| Records supplied |
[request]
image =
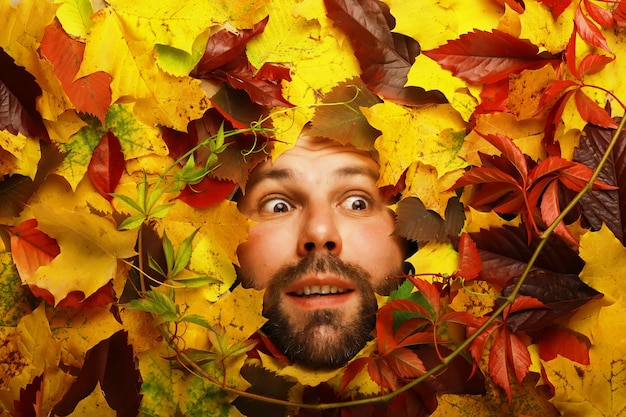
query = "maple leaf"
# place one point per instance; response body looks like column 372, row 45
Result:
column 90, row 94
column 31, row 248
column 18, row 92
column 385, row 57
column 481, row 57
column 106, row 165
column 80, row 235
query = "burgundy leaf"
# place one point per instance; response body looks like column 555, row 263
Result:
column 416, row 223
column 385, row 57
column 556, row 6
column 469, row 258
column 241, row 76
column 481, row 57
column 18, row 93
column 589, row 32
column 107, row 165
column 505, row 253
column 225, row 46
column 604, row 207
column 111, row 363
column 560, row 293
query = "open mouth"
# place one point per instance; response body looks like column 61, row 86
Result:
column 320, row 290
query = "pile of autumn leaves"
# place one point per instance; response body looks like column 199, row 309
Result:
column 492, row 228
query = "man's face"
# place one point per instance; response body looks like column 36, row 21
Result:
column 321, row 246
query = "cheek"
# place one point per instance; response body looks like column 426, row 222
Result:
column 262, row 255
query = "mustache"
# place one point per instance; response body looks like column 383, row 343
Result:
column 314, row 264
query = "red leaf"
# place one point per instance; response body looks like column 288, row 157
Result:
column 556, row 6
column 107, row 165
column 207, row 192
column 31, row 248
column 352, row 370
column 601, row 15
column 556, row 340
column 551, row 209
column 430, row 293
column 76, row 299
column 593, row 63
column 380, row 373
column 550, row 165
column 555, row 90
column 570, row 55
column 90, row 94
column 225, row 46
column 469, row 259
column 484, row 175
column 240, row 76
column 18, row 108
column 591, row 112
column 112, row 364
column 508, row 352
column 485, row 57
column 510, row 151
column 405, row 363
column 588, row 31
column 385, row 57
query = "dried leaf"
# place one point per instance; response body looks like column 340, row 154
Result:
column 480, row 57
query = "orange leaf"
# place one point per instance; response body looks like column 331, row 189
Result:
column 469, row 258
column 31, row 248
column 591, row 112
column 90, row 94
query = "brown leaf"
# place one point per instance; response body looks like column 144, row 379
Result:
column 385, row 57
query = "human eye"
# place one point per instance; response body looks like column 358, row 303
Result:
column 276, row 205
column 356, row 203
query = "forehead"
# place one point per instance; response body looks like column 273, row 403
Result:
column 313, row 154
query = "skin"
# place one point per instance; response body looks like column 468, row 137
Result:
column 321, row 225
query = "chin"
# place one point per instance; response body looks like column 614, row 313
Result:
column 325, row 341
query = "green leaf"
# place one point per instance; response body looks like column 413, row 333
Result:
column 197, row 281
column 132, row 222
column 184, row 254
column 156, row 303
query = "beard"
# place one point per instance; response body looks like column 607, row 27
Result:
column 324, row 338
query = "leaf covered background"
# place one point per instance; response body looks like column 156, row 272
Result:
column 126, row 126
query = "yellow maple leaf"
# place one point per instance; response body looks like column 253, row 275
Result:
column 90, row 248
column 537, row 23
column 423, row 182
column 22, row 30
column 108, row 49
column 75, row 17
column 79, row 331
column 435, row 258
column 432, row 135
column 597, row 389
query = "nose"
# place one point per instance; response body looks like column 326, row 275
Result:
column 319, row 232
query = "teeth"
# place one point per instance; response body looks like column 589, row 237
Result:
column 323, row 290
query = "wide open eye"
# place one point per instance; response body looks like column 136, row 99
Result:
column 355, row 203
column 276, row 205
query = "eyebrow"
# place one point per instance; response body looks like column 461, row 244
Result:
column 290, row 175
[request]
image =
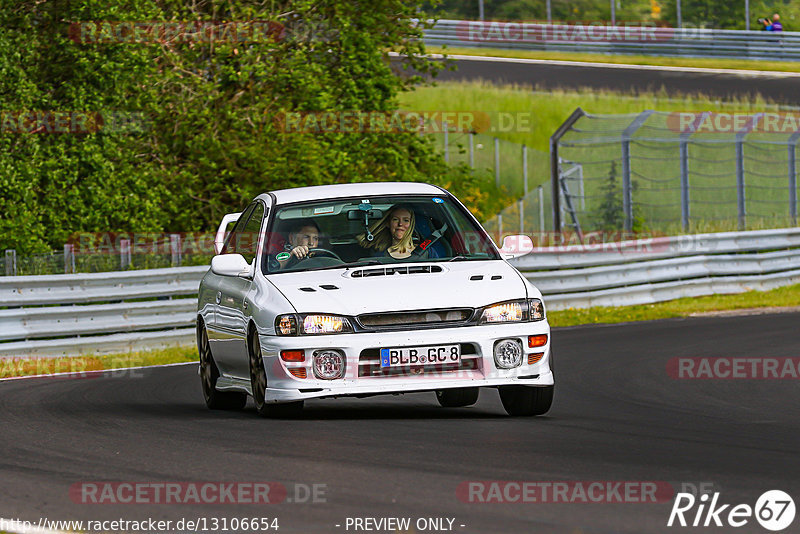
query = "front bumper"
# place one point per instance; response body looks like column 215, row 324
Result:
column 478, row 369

| Given request |
Rewrite everything from the start of the rows down through the line containing "column 321, row 246", changing "burgundy leaf" to "maroon leaf" and keeping everything else the same, and leave the pictures out.

| Written response |
[request]
image =
query = "maple leaf"
# place one point per instance; response body looks like column 372, row 45
Result:
column 90, row 94
column 31, row 248
column 18, row 92
column 385, row 57
column 481, row 57
column 106, row 165
column 80, row 235
query = "maroon leaf"
# place one point per instance; response body looks like column 555, row 263
Result:
column 416, row 223
column 385, row 57
column 556, row 6
column 469, row 258
column 241, row 76
column 481, row 57
column 18, row 93
column 589, row 32
column 107, row 165
column 505, row 253
column 225, row 46
column 604, row 207
column 111, row 363
column 560, row 293
query = "open mouth"
# place one point per instance; response body looks like column 61, row 86
Result:
column 320, row 290
query = "pile of autumn leaves"
# place one point per instance; response body looks like column 199, row 309
Result:
column 492, row 228
query = "man's face"
# place one point per instance; response body looks like column 36, row 21
Result:
column 321, row 246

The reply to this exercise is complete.